Written request:
Starting with the line that contains "Practice step: find the no parking", reproduce each line through the end of the entries exactly as written.

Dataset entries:
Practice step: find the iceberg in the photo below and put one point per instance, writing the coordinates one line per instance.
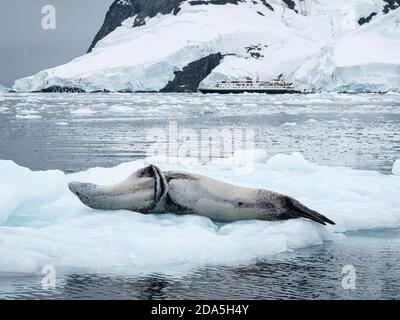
(42, 222)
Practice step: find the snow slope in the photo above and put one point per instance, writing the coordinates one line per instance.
(351, 64)
(325, 50)
(3, 88)
(42, 223)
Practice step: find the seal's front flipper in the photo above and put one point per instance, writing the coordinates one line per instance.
(160, 184)
(302, 211)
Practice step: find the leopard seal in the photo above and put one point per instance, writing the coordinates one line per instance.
(150, 190)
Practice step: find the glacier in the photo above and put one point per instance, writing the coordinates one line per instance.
(42, 223)
(3, 89)
(334, 46)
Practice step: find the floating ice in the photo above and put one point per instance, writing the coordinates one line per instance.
(28, 116)
(396, 168)
(83, 111)
(41, 222)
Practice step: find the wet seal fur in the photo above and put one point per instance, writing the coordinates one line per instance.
(149, 190)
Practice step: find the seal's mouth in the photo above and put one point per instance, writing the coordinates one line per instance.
(75, 188)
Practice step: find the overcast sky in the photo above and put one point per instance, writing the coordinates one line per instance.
(25, 48)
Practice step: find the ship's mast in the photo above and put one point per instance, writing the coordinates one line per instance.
(303, 7)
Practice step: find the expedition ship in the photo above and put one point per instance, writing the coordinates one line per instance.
(275, 86)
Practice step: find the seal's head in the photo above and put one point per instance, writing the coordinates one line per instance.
(85, 192)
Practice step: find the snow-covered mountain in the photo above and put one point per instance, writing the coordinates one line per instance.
(3, 89)
(173, 45)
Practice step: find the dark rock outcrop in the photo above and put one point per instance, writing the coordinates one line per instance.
(60, 89)
(189, 78)
(364, 20)
(265, 3)
(291, 4)
(121, 10)
(390, 5)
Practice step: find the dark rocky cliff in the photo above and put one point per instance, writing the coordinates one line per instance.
(189, 78)
(121, 10)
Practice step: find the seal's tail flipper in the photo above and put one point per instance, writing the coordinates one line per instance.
(305, 212)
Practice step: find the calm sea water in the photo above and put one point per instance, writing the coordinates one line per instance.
(78, 131)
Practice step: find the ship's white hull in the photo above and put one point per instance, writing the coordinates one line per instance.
(248, 90)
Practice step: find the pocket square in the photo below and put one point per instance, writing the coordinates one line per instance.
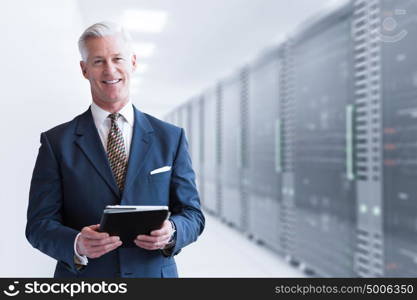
(160, 170)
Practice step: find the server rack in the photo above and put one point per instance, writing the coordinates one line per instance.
(337, 104)
(264, 150)
(196, 141)
(210, 140)
(324, 195)
(231, 156)
(385, 98)
(399, 73)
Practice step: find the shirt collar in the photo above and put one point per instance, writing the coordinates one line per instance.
(100, 115)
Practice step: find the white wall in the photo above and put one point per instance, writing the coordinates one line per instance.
(40, 86)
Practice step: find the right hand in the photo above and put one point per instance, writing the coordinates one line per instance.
(94, 244)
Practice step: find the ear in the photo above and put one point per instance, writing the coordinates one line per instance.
(134, 64)
(83, 66)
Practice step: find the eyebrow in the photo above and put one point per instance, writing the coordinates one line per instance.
(98, 56)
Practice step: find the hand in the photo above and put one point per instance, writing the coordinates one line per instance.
(158, 238)
(94, 244)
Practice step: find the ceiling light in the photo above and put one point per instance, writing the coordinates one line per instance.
(144, 20)
(143, 49)
(140, 69)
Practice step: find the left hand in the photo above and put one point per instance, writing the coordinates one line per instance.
(158, 238)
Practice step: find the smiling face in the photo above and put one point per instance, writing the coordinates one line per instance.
(109, 67)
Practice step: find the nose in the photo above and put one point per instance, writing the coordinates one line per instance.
(110, 68)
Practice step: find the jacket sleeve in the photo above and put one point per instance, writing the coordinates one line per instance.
(184, 199)
(44, 228)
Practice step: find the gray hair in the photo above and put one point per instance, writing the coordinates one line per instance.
(102, 29)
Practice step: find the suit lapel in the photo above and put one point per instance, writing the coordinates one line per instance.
(140, 147)
(89, 142)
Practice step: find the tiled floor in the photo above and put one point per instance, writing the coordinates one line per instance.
(223, 252)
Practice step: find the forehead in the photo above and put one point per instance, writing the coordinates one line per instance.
(105, 46)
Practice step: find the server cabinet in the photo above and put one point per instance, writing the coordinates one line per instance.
(264, 150)
(324, 195)
(231, 156)
(209, 166)
(399, 88)
(386, 69)
(196, 141)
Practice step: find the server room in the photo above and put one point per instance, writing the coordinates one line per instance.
(298, 117)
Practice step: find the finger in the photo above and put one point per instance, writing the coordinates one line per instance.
(150, 245)
(91, 234)
(101, 242)
(152, 239)
(99, 251)
(165, 229)
(147, 246)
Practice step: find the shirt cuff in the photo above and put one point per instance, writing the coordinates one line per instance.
(79, 259)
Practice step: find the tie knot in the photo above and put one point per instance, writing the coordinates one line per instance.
(114, 117)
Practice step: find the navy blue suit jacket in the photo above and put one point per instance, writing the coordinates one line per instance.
(72, 182)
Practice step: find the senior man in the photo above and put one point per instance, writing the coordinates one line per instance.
(106, 156)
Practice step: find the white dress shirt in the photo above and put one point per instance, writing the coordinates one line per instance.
(103, 123)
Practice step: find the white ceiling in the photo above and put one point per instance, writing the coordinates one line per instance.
(202, 41)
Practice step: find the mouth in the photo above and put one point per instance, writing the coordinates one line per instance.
(115, 81)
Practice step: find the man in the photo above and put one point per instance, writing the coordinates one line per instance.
(111, 154)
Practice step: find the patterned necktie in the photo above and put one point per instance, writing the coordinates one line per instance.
(116, 151)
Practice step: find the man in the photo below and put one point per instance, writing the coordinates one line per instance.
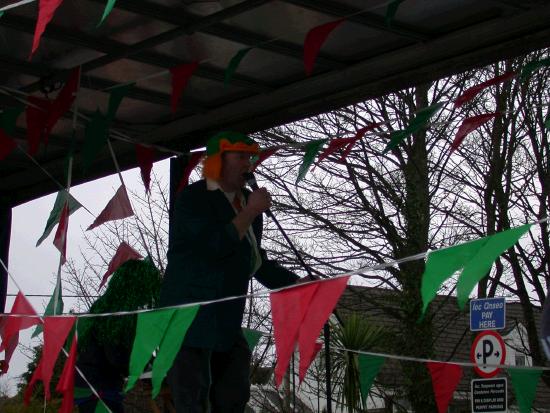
(214, 249)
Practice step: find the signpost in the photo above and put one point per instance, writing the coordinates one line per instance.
(488, 314)
(487, 351)
(489, 395)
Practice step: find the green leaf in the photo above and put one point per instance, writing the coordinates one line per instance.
(233, 64)
(312, 149)
(369, 366)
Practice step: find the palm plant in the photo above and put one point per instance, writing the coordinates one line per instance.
(355, 333)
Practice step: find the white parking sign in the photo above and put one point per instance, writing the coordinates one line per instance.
(487, 351)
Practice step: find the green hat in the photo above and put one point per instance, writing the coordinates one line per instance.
(230, 141)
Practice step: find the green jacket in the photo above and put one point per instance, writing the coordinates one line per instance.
(207, 261)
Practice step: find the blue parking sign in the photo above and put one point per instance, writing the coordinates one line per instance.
(488, 314)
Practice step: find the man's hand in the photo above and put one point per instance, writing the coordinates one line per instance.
(258, 202)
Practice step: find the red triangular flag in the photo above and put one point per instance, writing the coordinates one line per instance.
(117, 208)
(56, 330)
(469, 125)
(472, 92)
(62, 102)
(314, 40)
(12, 325)
(60, 239)
(7, 144)
(46, 10)
(123, 253)
(37, 116)
(180, 77)
(145, 157)
(266, 153)
(192, 164)
(358, 135)
(306, 363)
(319, 309)
(333, 146)
(288, 309)
(66, 380)
(445, 378)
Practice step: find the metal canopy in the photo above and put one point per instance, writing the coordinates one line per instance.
(141, 39)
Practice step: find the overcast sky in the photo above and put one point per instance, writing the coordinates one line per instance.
(35, 268)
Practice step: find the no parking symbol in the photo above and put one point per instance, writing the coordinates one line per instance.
(488, 350)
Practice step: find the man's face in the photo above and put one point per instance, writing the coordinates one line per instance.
(234, 165)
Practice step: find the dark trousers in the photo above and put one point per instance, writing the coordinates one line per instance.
(201, 379)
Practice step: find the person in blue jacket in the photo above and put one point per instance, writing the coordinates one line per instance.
(214, 250)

Exercise answer:
Practice step: find the no parking symbol in the photo above and put one point per instance, writing the coordinates one line per instance.
(488, 350)
Practice step: find the man's face in the photo above and put one point per instance, writing the coordinates one line per instance.
(234, 165)
Practice step: find the dark trousers in the photo above and put one point per instance, writing the coordinates one line per instance.
(201, 379)
Practice step: find the person in blue jacket in the photo above and put one point per instance, writing the coordinates one line per instance.
(214, 250)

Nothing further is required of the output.